▶ **Exercise objective**: Your answer should reproduce every line of the material in which the word "emit" occurs.

▶ **Data shown**:
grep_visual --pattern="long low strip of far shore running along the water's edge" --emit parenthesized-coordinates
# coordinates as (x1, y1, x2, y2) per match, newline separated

==

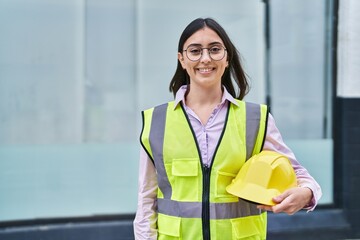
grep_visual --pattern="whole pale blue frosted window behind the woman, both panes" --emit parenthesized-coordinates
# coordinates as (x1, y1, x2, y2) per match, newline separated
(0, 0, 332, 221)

▶ **Answer space**:
grep_visual --pattern="long low strip of far shore running along the water's edge" --emit parenthesized-coordinates
grep_visual --pattern="whole pale blue frosted window behind the woman, both panes" --emit parenthesized-coordinates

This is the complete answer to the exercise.